Task requirements
Please repeat the lines below word for word, without the pictures.

* begin Listed entries *

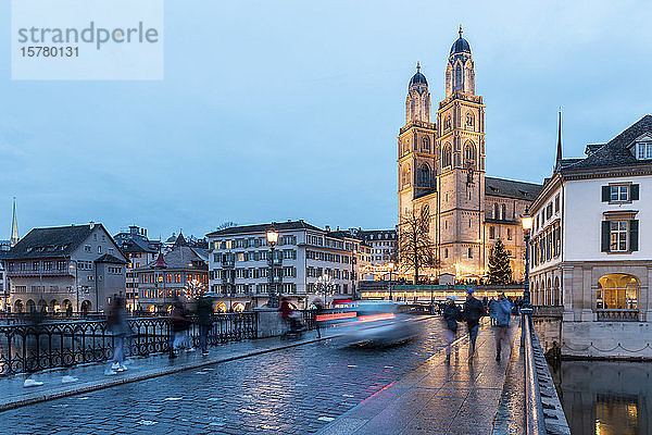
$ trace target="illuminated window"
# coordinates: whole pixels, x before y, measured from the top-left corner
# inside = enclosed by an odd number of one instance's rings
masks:
[[[474,124],[475,124],[475,120],[474,120],[473,113],[471,113],[471,112],[466,113],[466,127],[473,129]]]
[[[612,273],[598,279],[595,303],[602,310],[638,309],[639,283],[636,276]]]
[[[441,153],[441,166],[447,167],[451,165],[452,159],[452,150],[450,144],[443,146],[443,151]]]
[[[612,202],[628,201],[629,200],[629,186],[610,186],[610,199]]]
[[[627,251],[627,221],[611,221],[610,229],[611,251]]]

* end Listed entries *

Answer
$ trace target="illuminated window"
# coordinates: whole pixels, x before y, measured from the top-left corner
# inside = enclosed by an odd number of one instance's rings
masks:
[[[474,124],[475,124],[475,120],[474,120],[473,113],[471,113],[471,112],[466,113],[466,127],[473,129]]]
[[[612,273],[598,279],[595,303],[602,310],[638,309],[639,283],[636,276]]]
[[[441,153],[441,166],[447,167],[451,165],[452,159],[452,150],[450,144],[443,146],[443,151]]]
[[[612,202],[628,201],[629,200],[629,186],[610,186],[610,199]]]
[[[627,251],[627,221],[611,221],[610,229],[611,251]]]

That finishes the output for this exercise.